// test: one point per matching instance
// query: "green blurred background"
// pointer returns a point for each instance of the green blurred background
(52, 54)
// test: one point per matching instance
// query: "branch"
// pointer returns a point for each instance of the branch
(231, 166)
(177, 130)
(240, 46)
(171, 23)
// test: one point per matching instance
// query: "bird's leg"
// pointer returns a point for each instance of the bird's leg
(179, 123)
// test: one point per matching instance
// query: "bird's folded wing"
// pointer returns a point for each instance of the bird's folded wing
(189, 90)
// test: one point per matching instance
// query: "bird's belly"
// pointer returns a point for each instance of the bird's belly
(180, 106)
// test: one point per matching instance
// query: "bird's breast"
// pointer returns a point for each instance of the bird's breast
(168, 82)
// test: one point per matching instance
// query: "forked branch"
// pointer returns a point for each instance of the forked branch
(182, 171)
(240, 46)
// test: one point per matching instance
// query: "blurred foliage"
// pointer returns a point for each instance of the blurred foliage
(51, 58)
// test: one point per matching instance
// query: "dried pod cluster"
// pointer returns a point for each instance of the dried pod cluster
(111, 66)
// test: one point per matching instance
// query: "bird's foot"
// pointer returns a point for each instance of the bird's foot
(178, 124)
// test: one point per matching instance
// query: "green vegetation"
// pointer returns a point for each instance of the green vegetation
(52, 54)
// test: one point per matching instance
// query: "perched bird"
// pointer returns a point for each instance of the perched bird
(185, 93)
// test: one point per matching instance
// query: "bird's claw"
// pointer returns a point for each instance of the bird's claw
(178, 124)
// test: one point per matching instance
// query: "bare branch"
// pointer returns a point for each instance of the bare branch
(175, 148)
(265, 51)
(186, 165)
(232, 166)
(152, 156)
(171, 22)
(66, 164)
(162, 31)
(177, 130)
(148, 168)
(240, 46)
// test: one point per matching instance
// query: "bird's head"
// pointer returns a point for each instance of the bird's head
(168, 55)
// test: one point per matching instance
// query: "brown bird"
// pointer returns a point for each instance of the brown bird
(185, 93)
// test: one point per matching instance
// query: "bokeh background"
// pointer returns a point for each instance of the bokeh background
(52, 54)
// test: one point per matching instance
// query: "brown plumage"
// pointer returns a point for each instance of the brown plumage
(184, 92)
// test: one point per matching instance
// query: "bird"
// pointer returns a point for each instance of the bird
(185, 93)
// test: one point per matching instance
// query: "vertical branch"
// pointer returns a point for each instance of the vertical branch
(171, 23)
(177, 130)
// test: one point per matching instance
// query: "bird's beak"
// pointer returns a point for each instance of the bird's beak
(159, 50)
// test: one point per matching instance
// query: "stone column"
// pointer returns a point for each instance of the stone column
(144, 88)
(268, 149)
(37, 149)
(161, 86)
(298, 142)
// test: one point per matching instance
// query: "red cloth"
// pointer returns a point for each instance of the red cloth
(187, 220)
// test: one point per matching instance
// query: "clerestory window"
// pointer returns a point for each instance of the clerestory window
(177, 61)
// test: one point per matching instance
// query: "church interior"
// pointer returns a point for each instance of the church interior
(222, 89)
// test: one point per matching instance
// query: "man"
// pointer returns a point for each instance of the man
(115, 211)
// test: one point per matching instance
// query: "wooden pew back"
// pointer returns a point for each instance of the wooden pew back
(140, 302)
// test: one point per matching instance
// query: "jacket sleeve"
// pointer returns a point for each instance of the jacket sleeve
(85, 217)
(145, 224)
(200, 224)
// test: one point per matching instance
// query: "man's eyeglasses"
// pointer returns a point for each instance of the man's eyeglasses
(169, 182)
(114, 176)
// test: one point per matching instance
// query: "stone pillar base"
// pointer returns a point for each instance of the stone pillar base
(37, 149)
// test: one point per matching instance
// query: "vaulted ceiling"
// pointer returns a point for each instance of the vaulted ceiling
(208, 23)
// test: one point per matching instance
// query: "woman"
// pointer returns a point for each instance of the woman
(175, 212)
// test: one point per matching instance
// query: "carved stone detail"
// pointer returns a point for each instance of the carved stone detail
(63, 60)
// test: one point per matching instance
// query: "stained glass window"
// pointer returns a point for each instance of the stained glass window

■ Instruction ■
Locate every line in the entries above that contains the word "folded" and copy each one; case counts.

■ Reply ■
// query: "bird's folded wing"
// pointer returns a point for each instance of the bird's folded wing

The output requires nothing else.